A word-for-word copy of the entries, with the images left out, is what you should write.
[Records to use — start]
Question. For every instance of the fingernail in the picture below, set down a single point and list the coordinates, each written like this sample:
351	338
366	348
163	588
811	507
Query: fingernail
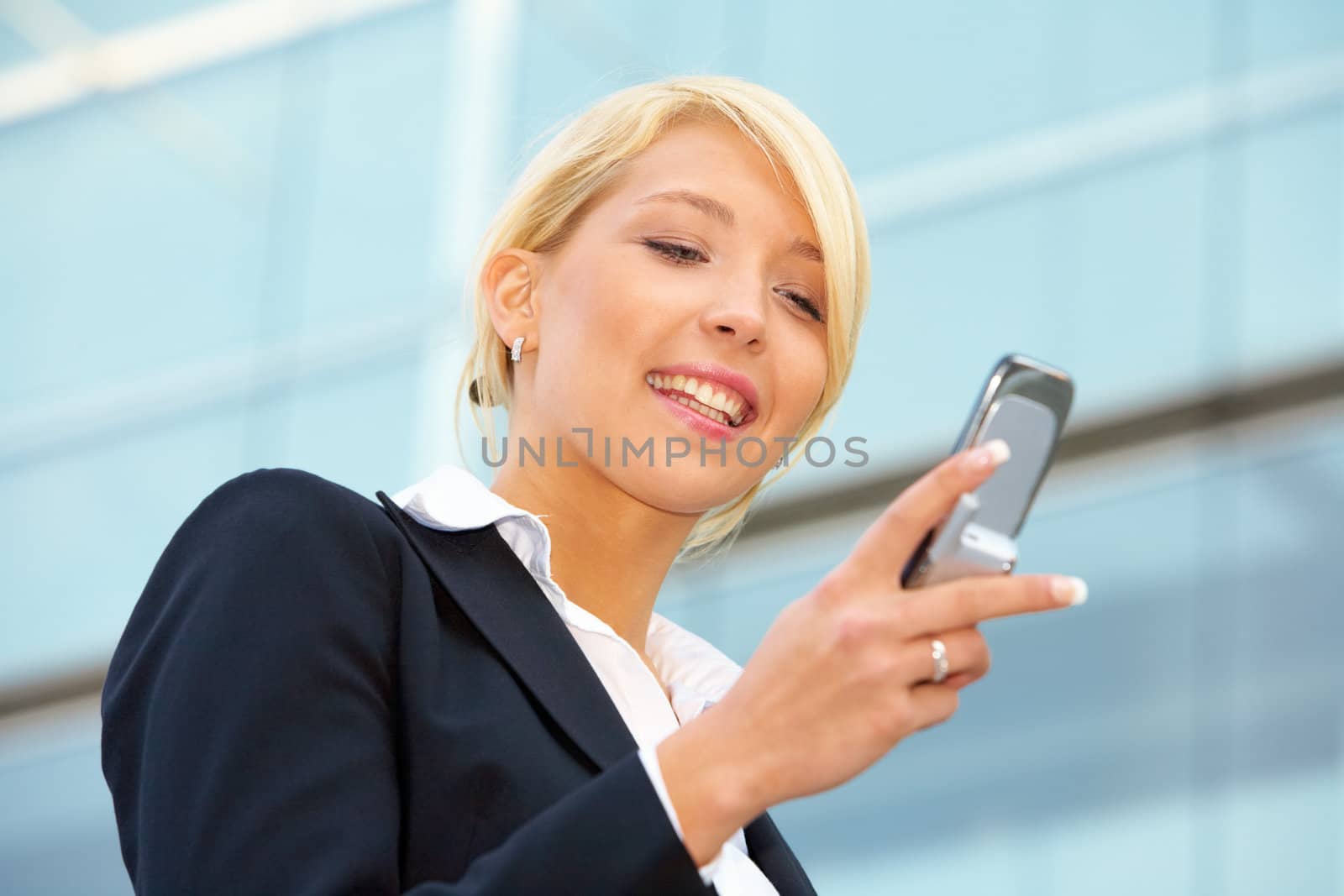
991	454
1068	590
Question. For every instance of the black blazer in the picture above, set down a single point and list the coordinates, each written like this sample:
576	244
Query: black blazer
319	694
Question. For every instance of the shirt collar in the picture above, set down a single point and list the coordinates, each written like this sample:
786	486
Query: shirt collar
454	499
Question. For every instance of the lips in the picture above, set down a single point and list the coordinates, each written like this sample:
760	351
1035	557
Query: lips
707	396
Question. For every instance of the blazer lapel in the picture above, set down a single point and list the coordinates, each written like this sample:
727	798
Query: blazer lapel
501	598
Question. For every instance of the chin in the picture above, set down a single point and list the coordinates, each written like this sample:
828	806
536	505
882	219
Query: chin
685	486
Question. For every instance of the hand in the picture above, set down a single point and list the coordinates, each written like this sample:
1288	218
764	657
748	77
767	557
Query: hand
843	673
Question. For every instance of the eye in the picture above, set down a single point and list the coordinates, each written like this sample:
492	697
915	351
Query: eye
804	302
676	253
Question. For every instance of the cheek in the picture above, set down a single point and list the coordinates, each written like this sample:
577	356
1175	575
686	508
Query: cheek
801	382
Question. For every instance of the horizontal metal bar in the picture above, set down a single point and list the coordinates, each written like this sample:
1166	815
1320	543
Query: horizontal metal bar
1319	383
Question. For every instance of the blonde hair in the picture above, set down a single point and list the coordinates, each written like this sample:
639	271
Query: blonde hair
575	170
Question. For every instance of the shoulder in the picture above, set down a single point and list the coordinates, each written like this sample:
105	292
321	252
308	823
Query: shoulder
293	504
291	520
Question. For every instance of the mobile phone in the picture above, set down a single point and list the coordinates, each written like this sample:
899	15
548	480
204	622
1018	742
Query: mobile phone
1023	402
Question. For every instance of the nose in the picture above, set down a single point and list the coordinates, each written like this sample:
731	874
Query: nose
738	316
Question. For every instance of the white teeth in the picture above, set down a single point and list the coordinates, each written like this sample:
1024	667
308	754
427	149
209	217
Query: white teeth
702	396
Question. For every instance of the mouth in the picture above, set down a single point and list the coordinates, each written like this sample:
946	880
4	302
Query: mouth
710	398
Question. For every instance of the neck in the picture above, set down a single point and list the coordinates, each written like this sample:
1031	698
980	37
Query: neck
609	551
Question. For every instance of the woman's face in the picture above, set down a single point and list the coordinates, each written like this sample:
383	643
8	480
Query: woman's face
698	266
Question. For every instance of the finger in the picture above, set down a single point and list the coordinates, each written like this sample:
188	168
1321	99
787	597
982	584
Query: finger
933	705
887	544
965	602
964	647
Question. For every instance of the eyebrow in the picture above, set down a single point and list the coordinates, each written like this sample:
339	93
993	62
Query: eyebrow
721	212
[Records to use — finish]
Answer area:
Question. For every instance of the fingernail in the picture below, set down a single point and list the coordinates, each written like this sample:
351	338
366	348
163	588
811	507
Query: fingernail
991	454
1068	590
Question. For every instance of the black blazer in the picture above, set down a single point and list the coordinates, each written like this sample:
576	244
Query: black blazer
319	694
Question. For every instance of the shirt collar in the picture above, set down a single point and list the coordinates, each written like this sample:
786	486
Query: shirt collar
454	499
Question. For every instance of the lips in the picture above, set down a single point and list the coordinates, each written like this sample:
760	351
1035	557
Query: lips
707	396
Question. For every instance of the blazer lapel in the picture above, set down a single point and list the coordinates, each written like this sample:
727	798
Query: blazer lapel
501	598
Question. For every instance of the chin in the picture above, set down a single point and list the coordinates, each written like this sample:
828	806
536	505
882	219
Query: chin
685	486
Question. For every instance of the hand in the picture above, set down a single point and list the coordinates, each written like this sample:
1288	218
764	657
748	77
767	557
Query: hand
843	673
Question. For every instance of the eye in the picture above, set down a single point and list the coordinates, each written like this sample:
492	697
915	351
Query: eye
804	302
676	253
Question. For every instance of the cheek in the picture above, set down a single point and list the coordinates, each written like this sample:
577	356
1175	575
686	508
Query: cheek
801	382
Question. For every instance of the horizontal metal bar in the picture above, set down a single point and list the coordinates, each written like this sample:
1166	815
1320	543
Query: horizontal metal bar
1319	383
Question. For every instance of the blonde hair in the picture above, set down a single point and list the coordinates, each written like this sample:
639	271
Query: blonde hair
575	170
Question. For every instance of the shoulder in the picture above, set down a single point and list the coordinates, each written like this sample:
105	292
321	252
308	823
Query: shoulder
293	504
291	520
Question. For every instance of the mobile phone in the picture above, set down a single point and list the coordinates, each written like this sample:
899	15
548	480
204	622
1018	742
Query: mobile phone
1023	402
Question. For every instance of the nose in the picture above, set down a single point and list the coordinates, each written like this sample:
731	874
Query: nose
738	316
Question. For every instance of the white teeth in the picture above, set down a single point and list the coordinates, each written like this sample:
1024	667
308	754
427	149
209	217
Query: white teeth
702	396
Question. For every instance of the mouth in the picture above, set down a single point and list the coordinates, each written like this sample:
946	880
4	302
Query: mouth
710	398
Question. For every instance of the neck in the picture above, set down a single point and list the coordinates, each written like this sample:
1031	698
980	37
Query: neck
609	551
Question. For every instance of the woman's face in the picture above, set down a single point and list the coordinates, each written like this sample:
383	643
8	480
Query: woman's face
698	266
Question. For every instance of the finger in the picture above, set down a single point and list the coordinates, each written like this sample:
188	168
1321	99
787	597
982	584
Query: finger
933	705
887	544
965	602
964	647
Question. For every instance of the eyebrow in the picture above, set down a single point and list the coordinates, each written like this sample:
339	93
993	62
Query: eyebrow
721	212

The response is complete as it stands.